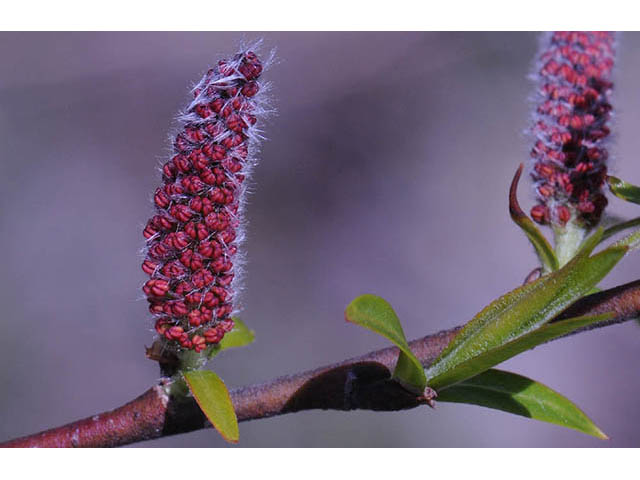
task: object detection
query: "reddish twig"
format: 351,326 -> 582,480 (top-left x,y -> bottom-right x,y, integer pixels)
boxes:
0,281 -> 640,447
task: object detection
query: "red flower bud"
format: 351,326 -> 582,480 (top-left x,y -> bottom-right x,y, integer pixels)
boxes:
142,48 -> 262,352
531,32 -> 614,227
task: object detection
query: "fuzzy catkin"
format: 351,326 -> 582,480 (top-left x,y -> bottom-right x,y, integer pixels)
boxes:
531,32 -> 615,228
142,51 -> 262,352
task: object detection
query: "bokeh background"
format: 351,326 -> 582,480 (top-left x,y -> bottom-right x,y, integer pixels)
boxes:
0,32 -> 640,447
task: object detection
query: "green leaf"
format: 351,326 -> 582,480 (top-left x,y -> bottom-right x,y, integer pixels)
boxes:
438,369 -> 608,439
344,294 -> 427,395
607,176 -> 640,204
428,312 -> 615,394
208,317 -> 256,358
184,370 -> 240,443
509,163 -> 560,272
612,230 -> 640,252
600,217 -> 640,242
427,229 -> 627,388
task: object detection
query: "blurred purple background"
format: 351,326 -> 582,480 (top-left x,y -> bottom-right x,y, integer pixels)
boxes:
0,33 -> 640,447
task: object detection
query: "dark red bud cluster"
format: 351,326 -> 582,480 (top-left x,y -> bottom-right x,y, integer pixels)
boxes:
142,51 -> 262,352
531,32 -> 614,227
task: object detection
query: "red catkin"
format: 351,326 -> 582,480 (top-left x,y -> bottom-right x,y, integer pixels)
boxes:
531,32 -> 615,228
142,51 -> 263,352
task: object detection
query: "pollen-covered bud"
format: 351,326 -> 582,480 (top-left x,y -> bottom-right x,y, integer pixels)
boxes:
142,51 -> 264,352
531,32 -> 615,228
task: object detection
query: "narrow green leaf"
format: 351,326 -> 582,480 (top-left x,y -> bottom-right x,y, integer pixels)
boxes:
607,176 -> 640,204
612,230 -> 640,252
184,370 -> 240,443
427,234 -> 627,388
509,163 -> 559,272
600,217 -> 640,246
428,313 -> 615,394
208,317 -> 256,358
344,294 -> 427,395
438,369 -> 608,439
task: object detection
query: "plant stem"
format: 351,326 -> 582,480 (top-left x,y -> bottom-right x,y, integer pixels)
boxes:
0,280 -> 640,448
553,220 -> 586,268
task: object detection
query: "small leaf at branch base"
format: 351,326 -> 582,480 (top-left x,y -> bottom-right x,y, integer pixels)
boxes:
509,164 -> 560,272
428,313 -> 615,392
427,229 -> 628,390
208,317 -> 256,359
607,176 -> 640,204
438,369 -> 608,439
184,370 -> 240,443
345,294 -> 427,395
600,217 -> 640,242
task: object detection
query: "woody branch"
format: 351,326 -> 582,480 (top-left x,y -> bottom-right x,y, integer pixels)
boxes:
0,280 -> 640,447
----
--- WHAT YOU NEED TO DO ---
Reproduce all of the records above, line for line and without any changes, but leave out the picture.

--- COMPLETED EXERCISE ---
task: object detection
query: "reddish twig"
format: 351,326 -> 582,480 (top-left x,y -> bottom-right x,y, integer pixels)
boxes:
0,281 -> 640,447
task: object detection
query: "red flower bud"
format: 351,326 -> 582,480 (top-left x,y -> bottom-right x,y, integer pixels)
boxes:
142,48 -> 262,352
531,32 -> 614,227
task: object detection
query: "fuzzy catkin"
format: 351,326 -> 582,480 (top-left x,y -> bottom-right x,y, integer pixels)
boxes:
531,32 -> 615,228
142,51 -> 262,352
task: object detection
query: "bokeh background"
format: 351,326 -> 582,480 (top-left x,y -> bottom-right x,y, integer pixels)
boxes:
0,32 -> 640,447
task: object detection
query: "green leaf"
format: 351,326 -> 582,480 (top-left x,y -> bottom-right x,y, integer pixels)
boxes:
438,369 -> 608,439
344,294 -> 427,395
607,176 -> 640,204
428,312 -> 615,394
208,317 -> 256,358
184,370 -> 240,443
509,163 -> 560,272
612,230 -> 640,252
600,217 -> 640,242
427,229 -> 627,388
task: object detection
query: "blurred purple background"
format: 351,326 -> 582,480 (top-left x,y -> bottom-right x,y, integer pixels)
boxes:
0,33 -> 640,447
task: object detection
query: "dark red bud cluster"
format: 351,326 -> 582,480 (top-left x,y -> bottom-right x,y, integer pixels)
boxes:
142,51 -> 262,352
531,32 -> 614,227
task: object detection
query: "red catkin"
format: 351,326 -> 582,480 (top-left x,y -> bottom-right x,y, integer pixels)
boxes:
531,32 -> 615,228
142,51 -> 263,352
task: object detection
query: "pollen-covered bud"
format: 351,326 -> 582,480 (top-left x,y -> bottom-right x,y, integer pixels)
boxes:
142,51 -> 264,352
531,32 -> 615,228
task: object detection
query: "narrow green leaf"
format: 351,326 -> 582,480 (top-left x,y -> bottom-right x,y, integer pixels)
boxes:
607,176 -> 640,204
612,230 -> 640,252
184,370 -> 240,443
427,234 -> 627,388
509,163 -> 559,272
600,217 -> 640,246
428,313 -> 615,394
208,317 -> 256,358
344,294 -> 427,395
438,369 -> 608,439
task: object detection
query: "plant stem"
format: 351,326 -> 582,480 (top-left x,y -> bottom-right x,y, integer pixels)
boxes:
0,280 -> 640,448
553,220 -> 586,268
task: object detection
query: "small leaf at branch base"
format: 351,326 -> 582,480 (top-left x,y -> bottom-right x,y, integer pixels)
boxes:
509,164 -> 560,272
428,313 -> 615,392
427,229 -> 628,390
208,317 -> 256,359
607,176 -> 640,204
438,369 -> 608,439
184,370 -> 240,443
345,294 -> 427,395
600,217 -> 640,242
task: object detection
query: "woody branch"
format: 351,326 -> 582,480 (top-left x,y -> bottom-right x,y, integer pixels)
boxes:
0,280 -> 640,447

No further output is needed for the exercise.